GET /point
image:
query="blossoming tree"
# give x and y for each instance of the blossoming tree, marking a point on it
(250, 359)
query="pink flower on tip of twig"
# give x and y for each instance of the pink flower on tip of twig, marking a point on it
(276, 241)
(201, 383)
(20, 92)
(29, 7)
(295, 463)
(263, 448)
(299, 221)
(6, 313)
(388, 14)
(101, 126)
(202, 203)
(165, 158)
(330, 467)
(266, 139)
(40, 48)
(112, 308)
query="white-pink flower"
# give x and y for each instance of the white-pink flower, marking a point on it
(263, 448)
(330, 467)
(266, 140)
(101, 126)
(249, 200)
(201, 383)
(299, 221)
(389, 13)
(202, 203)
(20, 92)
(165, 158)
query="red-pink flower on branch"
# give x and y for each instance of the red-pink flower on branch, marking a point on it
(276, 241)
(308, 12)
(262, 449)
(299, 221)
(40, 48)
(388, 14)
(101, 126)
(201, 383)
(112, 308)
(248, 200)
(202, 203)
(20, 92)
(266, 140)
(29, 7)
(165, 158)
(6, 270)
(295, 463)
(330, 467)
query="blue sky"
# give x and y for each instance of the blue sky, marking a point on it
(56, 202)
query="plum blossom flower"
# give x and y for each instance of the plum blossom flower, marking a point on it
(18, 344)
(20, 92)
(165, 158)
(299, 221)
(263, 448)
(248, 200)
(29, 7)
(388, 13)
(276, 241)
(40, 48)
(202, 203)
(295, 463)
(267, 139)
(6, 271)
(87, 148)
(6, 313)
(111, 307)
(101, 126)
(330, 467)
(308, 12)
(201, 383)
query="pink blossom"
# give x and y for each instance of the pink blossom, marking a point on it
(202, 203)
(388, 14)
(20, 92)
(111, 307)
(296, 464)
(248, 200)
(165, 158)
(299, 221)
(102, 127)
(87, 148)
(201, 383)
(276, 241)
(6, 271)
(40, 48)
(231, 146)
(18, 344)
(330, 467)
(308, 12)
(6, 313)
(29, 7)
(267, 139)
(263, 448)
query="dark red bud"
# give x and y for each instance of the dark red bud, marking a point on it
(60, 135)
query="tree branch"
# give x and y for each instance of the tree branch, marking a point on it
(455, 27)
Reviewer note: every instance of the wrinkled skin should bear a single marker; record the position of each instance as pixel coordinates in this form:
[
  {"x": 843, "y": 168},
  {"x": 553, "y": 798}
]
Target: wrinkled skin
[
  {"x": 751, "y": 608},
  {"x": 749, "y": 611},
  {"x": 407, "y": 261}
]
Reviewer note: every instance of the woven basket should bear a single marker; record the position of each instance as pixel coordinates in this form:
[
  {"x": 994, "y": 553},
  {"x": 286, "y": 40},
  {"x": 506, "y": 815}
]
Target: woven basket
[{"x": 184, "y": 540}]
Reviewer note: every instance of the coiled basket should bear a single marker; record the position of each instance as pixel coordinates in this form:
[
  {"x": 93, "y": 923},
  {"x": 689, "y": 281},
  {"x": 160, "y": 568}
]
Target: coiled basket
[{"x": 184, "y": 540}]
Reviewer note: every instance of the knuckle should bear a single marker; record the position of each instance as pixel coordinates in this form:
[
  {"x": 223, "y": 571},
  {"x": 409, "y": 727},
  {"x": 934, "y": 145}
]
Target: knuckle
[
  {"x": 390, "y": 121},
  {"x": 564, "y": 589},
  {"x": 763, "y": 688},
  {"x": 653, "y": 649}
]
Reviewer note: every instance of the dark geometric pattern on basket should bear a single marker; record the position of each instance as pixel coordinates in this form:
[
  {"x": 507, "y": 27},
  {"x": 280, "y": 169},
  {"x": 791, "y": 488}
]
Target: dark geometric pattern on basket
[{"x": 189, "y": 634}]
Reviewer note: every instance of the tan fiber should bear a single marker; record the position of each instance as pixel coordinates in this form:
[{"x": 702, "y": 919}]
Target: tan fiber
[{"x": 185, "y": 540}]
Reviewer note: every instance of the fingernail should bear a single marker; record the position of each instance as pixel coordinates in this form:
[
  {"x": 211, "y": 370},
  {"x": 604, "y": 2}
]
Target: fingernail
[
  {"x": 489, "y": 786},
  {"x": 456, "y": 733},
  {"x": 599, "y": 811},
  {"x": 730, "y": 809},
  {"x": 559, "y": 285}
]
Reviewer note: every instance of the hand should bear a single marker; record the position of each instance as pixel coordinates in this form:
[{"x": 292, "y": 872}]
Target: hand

GIVEN INSTRUCTION:
Rewrite all of the records above, switching "blue sky" to "clear sky" wherever it occurs and leaving everything else unchanged.

RIGHT ANSWER:
GET /point
image:
query="blossoming tree"
# give x and y for each instance of the blossoming tree, marking a point on it
(250, 359)
query="pink flower on tip of twig"
# give x and y for each instance of the pink flower on tip of twig, marking a point on it
(276, 241)
(201, 383)
(20, 92)
(29, 7)
(295, 463)
(263, 448)
(299, 221)
(6, 313)
(388, 14)
(101, 126)
(202, 203)
(165, 158)
(330, 467)
(266, 139)
(40, 48)
(112, 308)
query="white-pink flower"
# give x and y for each instance of the white-pink flower, marking a point on it
(263, 448)
(330, 467)
(266, 140)
(101, 126)
(249, 200)
(201, 383)
(299, 221)
(389, 13)
(202, 203)
(20, 92)
(165, 158)
query="red-pink flower on branch"
# give x and y for each instance of the red-pink flower on branch, marking a point on it
(276, 241)
(308, 12)
(262, 449)
(299, 221)
(40, 48)
(388, 14)
(101, 126)
(201, 383)
(112, 308)
(248, 200)
(202, 203)
(20, 92)
(266, 140)
(29, 7)
(165, 158)
(6, 270)
(295, 463)
(330, 467)
query="clear sky"
# give x and y for each instance of the clear sky, marking a point on it
(56, 202)
query="plum blossom flower"
# give x and y for each instance of the plum blossom flower, marking a point on it
(18, 344)
(20, 92)
(165, 158)
(299, 221)
(263, 448)
(248, 200)
(29, 7)
(388, 13)
(276, 241)
(40, 48)
(202, 203)
(295, 463)
(267, 139)
(6, 271)
(87, 148)
(6, 313)
(111, 307)
(101, 126)
(330, 467)
(308, 12)
(201, 383)
query="pink blossom"
# give x and y for each instance of the pink blossom, marking a point on it
(202, 203)
(388, 14)
(20, 92)
(111, 307)
(296, 464)
(248, 200)
(165, 158)
(299, 221)
(102, 127)
(87, 148)
(201, 383)
(276, 241)
(6, 271)
(40, 48)
(231, 146)
(18, 344)
(330, 467)
(308, 12)
(6, 313)
(29, 7)
(267, 139)
(263, 448)
query="dark red bud"
# give x and y for each instance of the dark red bud, marking a point on it
(60, 135)
query="tree branch"
# give x and y for each instance of the tree branch, marking a point on it
(455, 27)
Reviewer note: every instance of the wrinkled skin should bear a single marker; record the position of each instance as pixel coordinates in this form:
[
  {"x": 843, "y": 168},
  {"x": 553, "y": 798}
]
Target: wrinkled skin
[
  {"x": 751, "y": 608},
  {"x": 749, "y": 611},
  {"x": 407, "y": 261}
]
Reviewer note: every instance of the woven basket should bear a single marker; record the position of each instance as pixel coordinates in this form:
[
  {"x": 994, "y": 553},
  {"x": 286, "y": 40},
  {"x": 506, "y": 815}
]
Target: woven basket
[{"x": 184, "y": 540}]
Reviewer note: every instance of the coiled basket should bear a single marker; record the position of each instance as pixel coordinates in this form:
[
  {"x": 93, "y": 923},
  {"x": 689, "y": 281},
  {"x": 160, "y": 568}
]
Target: coiled basket
[{"x": 184, "y": 540}]
Reviewer note: every instance of the knuckle should bear a single marker; record the position of each instance as pixel coordinates in this form:
[
  {"x": 223, "y": 571},
  {"x": 409, "y": 727},
  {"x": 934, "y": 145}
]
Target: knuckle
[
  {"x": 390, "y": 121},
  {"x": 564, "y": 589},
  {"x": 763, "y": 688},
  {"x": 653, "y": 649}
]
Reviewer note: every instance of the dark geometric pattern on basket should bear a single marker; record the position of each instance as pixel coordinates in this form:
[
  {"x": 507, "y": 27},
  {"x": 280, "y": 169},
  {"x": 791, "y": 488}
]
Target: dark geometric pattern on basket
[{"x": 189, "y": 634}]
Reviewer note: every instance of the tan fiber should bear a single marker; record the position of each instance as pixel coordinates in this form:
[{"x": 702, "y": 919}]
Target: tan fiber
[{"x": 185, "y": 540}]
Reviewer note: every instance of the fingernail should bear a single marker; record the position of each instance as pixel coordinates in this form:
[
  {"x": 211, "y": 370},
  {"x": 604, "y": 2}
]
Target: fingernail
[
  {"x": 489, "y": 786},
  {"x": 456, "y": 733},
  {"x": 599, "y": 811},
  {"x": 730, "y": 809},
  {"x": 559, "y": 285}
]
Reviewer note: every instance of the hand should bear a single marker; record the position of each instance as pixel coordinates in this form:
[{"x": 292, "y": 872}]
Target: hand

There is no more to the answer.